═══ Quoted passage

[swift-server-dev] HTTP Parser
Tyler Cloutier
cloutiertyler at aol.com
Sun Nov 6 13:34:52 CST 2016
I would agree that wrapping the nodejs http_parser is probably the way to go for now. There is a lot of places we could spend our time, but given that that is an extremely well tested program at this point, I don’t see the need to put any wood behind that arrow. Writing a Swift wrapper around it is not difficult and frees us up to work on other more pressing things. In fact many of us, have already done it <https://github.com/SwiftOnEdge/Edge/blob/master/Sources/HTTP/Parser.swift>.
Tyler
> On Nov 4, 2016, at 2:18 PM, Helge Heß via swift-server-dev <swift-server-dev at swift.org> wrote:
>
> On 4 Nov 2016, at 21:20, Paulo Faria <paulo at zewo.io> wrote:
>> Logan, would you be kind to explain why you think we shouldn’t touch C?
>
> Well, I think the rational is pretty clear. Staying within a single language has obvious benefits. Add to that safety features inherent to Swift designed solutions (buffer overruns and such) as well as the relative beauty of a modern language.
>
> http_parser is a very C thing, it makes extensive use of pointers, goto’s and other C ‘tricks' to accomplish the performance it has. It is reasonably small and focused code but certainly not code which is straight forward to read&understand.
>
> At the same time http_parser is a nice demo on how a high performance C core implementation is used in a high-level language environment (Node.js). The user of Node.js doesn’t have to deal with the C stuff at all.
>
> Anyways I stick to my original opinion:
> —snip---
> Personally I’d suggest a small wrapper around this one: https://github.com/nodejs/http-parser
> —snap—
>
> But if someone has a great Swift parser providing the key features I’m interested in (push based, as zero copy as possible, reasonably fast), I’m quite interested too :->
>
> hh
>
>
>> My argument is that using a C library that we all know works well gives us time to work on more important things, like the user-facing API. You mentioned that we all like Swift because it’s safe, succinct and clean. I think we can all agree with that, but that statement doesn’t correlate to using a C lib. We wouldn’t be _implementing_ the parser in c, we would be _using_ a existing c parser. So the work would fall into what we’ll already have to do when dealing with C POSIX APIs, for example. Using a C lib would be one less thing to maintain. So again we can focus on creating safe, succinct and clean code where it really matters, the API level.

══════
═══ Information supplied

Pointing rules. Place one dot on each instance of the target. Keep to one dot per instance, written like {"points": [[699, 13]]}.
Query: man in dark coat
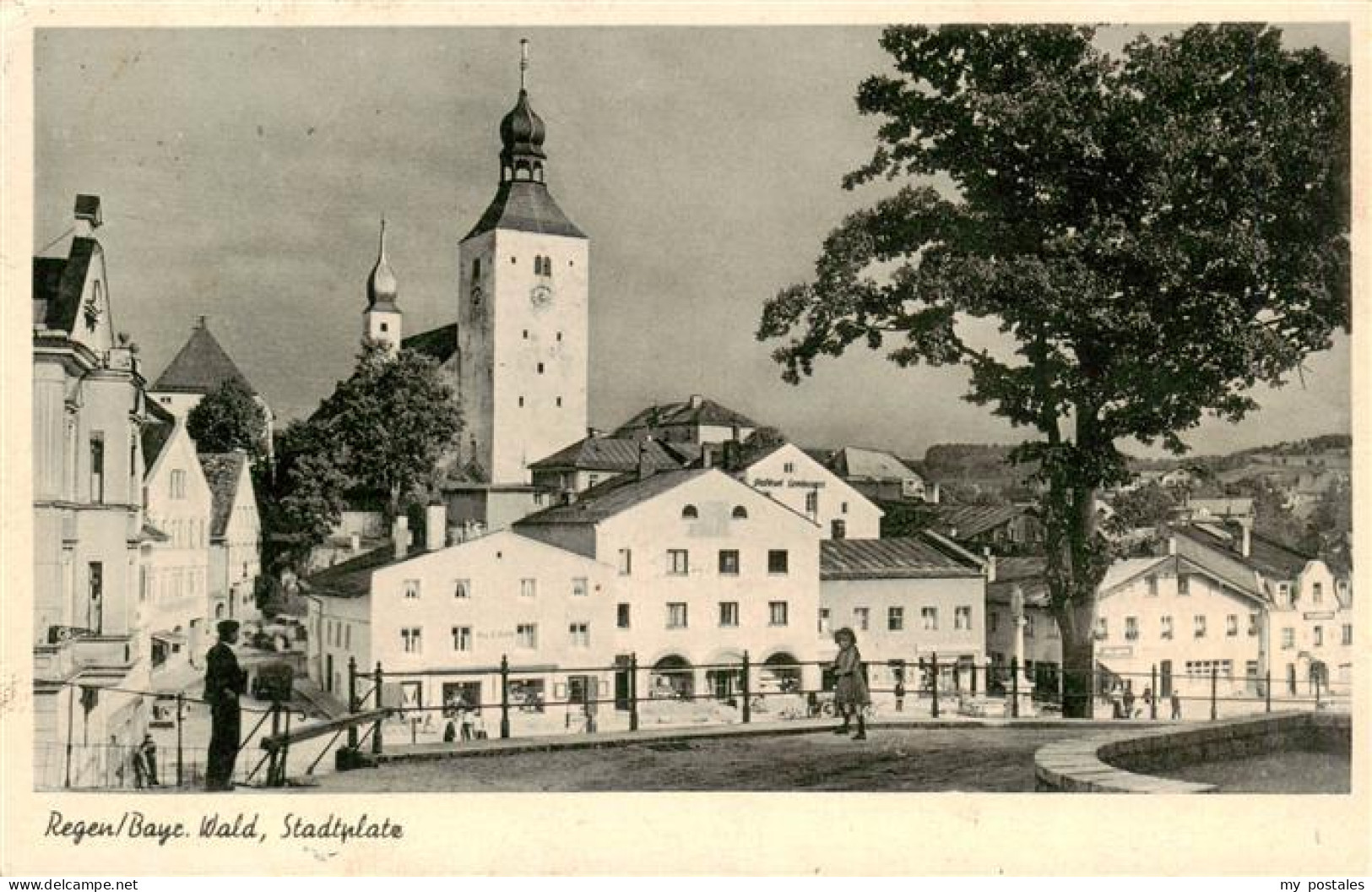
{"points": [[224, 681]]}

══════

• Problems to solve:
#1 Which key features does the HTTP parser message list as wanted in a Swift parser?
#2 Carry on the HTTP parser message past its final sentence.
The material has no connection to the HTTP parser message.

• Responses to the exercise:
#1
- Push based
- As zero copy as possible
- Reasonably fast

#2
>>
>>
>>> On Nov 4, 2016, at 5:18 PM, Logan Wright via swift-server-dev <swift-server-dev at swift.org> wrote:
>>>
>>> Helge, if I had my way, we wouldn't touch C in any way whatsoever for any of the server side libraries except as an absolute last resort, but this life is full of compromise, and I'm trying to be amicable to come up with solutions that we can agree on.
>>>
>>> For HTTP2 as well, I'd like plans to eventually move to pure swift native implementations rethought for the language.
>>>
>>> On Fri, Nov 4, 2016 at 3:17 PM Helge Heß via swift-server-dev <swift-server-dev at swift.org> wrote:
>>> On 4 Nov 2016, at 20:11, Logan Wright via swift-server-dev <swift-server-dev at swift.org> wrote:
>>>> That said, even if we do end up doing that short term, I'd like to include plans or at least intentions to do things in Swift. I (and I'm sure many of us) generally prefer working in Swift because it's safe, succinct, and clean. We also have several instances of existing HTTP parsers we could pull from, it's not like we're starting from 0 as a group.
>>>>
>>>> For HTTP2, I think everyone is in agreement that a c library is the way to go. I'd like to give HTTP a bit more time for opinions to come in.
>>>
>>> I’m not entirely sure why you have double standards here. Why would you come up with a safe, succinct and clean HTTP/1.x parser but not do the same for HTTP/2?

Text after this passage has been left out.